**Stated exercise**
Every record here should be printed again exactly.
---------- Given records ----------
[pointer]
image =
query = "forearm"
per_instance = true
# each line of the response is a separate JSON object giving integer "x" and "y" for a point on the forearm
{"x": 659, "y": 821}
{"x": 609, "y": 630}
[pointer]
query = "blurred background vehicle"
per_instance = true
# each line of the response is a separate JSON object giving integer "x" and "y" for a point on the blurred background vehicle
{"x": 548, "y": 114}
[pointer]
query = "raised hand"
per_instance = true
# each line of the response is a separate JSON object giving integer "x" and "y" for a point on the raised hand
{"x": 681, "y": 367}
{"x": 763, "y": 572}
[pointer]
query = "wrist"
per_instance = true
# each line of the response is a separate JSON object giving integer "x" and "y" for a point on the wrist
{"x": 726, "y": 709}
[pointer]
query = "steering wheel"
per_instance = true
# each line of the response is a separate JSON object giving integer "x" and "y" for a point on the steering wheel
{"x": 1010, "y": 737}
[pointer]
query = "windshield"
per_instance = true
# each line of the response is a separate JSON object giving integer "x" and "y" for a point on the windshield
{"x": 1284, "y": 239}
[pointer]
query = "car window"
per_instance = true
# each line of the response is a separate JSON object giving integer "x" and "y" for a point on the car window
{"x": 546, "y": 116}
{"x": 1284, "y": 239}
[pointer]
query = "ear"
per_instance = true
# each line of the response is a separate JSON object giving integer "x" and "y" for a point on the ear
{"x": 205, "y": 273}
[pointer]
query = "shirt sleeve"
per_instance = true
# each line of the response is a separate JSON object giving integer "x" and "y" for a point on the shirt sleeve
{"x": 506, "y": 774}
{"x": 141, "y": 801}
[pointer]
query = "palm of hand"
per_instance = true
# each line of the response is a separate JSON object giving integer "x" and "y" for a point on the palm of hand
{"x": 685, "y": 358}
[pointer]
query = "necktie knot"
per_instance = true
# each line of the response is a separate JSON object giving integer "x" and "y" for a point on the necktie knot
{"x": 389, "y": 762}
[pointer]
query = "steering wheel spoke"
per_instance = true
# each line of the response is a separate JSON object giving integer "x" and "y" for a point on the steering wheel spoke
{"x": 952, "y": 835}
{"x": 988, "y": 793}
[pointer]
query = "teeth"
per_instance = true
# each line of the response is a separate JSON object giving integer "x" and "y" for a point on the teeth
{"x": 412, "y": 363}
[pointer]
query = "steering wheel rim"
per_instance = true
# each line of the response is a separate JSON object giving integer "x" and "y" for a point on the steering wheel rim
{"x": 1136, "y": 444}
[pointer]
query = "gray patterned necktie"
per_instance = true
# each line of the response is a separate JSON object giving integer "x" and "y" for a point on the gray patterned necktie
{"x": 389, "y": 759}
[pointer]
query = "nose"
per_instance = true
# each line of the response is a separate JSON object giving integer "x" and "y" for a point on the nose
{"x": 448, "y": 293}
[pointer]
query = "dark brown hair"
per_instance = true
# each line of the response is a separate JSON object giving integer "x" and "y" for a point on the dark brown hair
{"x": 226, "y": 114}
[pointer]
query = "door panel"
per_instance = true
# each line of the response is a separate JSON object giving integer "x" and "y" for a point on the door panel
----------
**Full answer**
[pointer]
image =
query = "forearm"
per_instance = true
# each line of the response is a separate JSON object giving integer "x" and "y" for a point on the forearm
{"x": 659, "y": 821}
{"x": 609, "y": 630}
[pointer]
query = "blurred background vehicle"
per_instance = true
# each line of the response is a separate JSON object giving integer "x" and "y" for a point on the blurred background vehicle
{"x": 548, "y": 114}
[pointer]
query = "raised hand"
per_instance = true
# each line of the response is a separate JSON object giving integer "x" and "y" for a point on the raised hand
{"x": 681, "y": 367}
{"x": 763, "y": 572}
[pointer]
query = "wrist"
per_instance = true
# each line of the response is a separate JSON object giving integer "x" and "y" for a point on the wrist
{"x": 726, "y": 709}
[pointer]
query = "steering wheel"
per_instance = true
# each line of the response is a separate JSON object giving integer "x" and "y" for a point on the steering wheel
{"x": 1010, "y": 737}
[pointer]
query = "windshield"
per_instance = true
# each line of the response is a separate JSON object giving integer "x" and "y" for a point on the windshield
{"x": 1284, "y": 239}
[pointer]
query = "car window"
per_instance = true
# each line of the response is a separate JSON object giving integer "x" and "y" for a point on the car window
{"x": 546, "y": 116}
{"x": 1284, "y": 239}
[pointer]
query = "ear"
per_instance = true
# each line of the response is a separate JSON object giving integer "x" and "y" for a point on the ear
{"x": 205, "y": 273}
[pointer]
query = "shirt sleeve"
per_instance = true
# each line of the response is a separate JSON object giving integer "x" and "y" for a point on the shirt sleeve
{"x": 506, "y": 774}
{"x": 141, "y": 801}
[pointer]
query = "palm of hand"
per_instance = true
# each line of the response is a separate JSON object giving integer "x" and "y" for a point on the palm of hand
{"x": 685, "y": 358}
[pointer]
query = "necktie knot"
per_instance = true
# each line of the response is a separate JSON object giving integer "x" and "y" for a point on the necktie knot
{"x": 389, "y": 762}
[pointer]
query = "steering wheel spoke"
per_instance = true
# each line of the response is a separate JSON object giving integer "x" and "y" for a point on the steering wheel spoke
{"x": 952, "y": 835}
{"x": 988, "y": 793}
[pointer]
query = "teeth"
per_instance = true
# each line of the response is a separate JSON object giving integer "x" and "y" for a point on the teeth
{"x": 412, "y": 363}
[pointer]
query = "steering wheel rim"
per_instance = true
# each line of the response is a separate JSON object giving integer "x" and "y" for a point on the steering wheel rim
{"x": 1136, "y": 444}
[pointer]
query = "gray patterned necktie"
per_instance = true
# each line of the response is a separate JSON object giving integer "x" and "y" for a point on the gray patterned necktie
{"x": 389, "y": 759}
[pointer]
query = "nose"
per_instance = true
# each line of the response is a separate JSON object giving integer "x" and "y" for a point on the nose
{"x": 448, "y": 293}
[pointer]
query = "dark brown hair"
per_instance = true
# each line of the response is a separate JSON object giving integer "x" and "y" for a point on the dark brown hair
{"x": 226, "y": 114}
[pointer]
query = "door panel"
per_instance = true
# each line of the response is a separate JSON object giving integer "x" and "y" for a point on the door panel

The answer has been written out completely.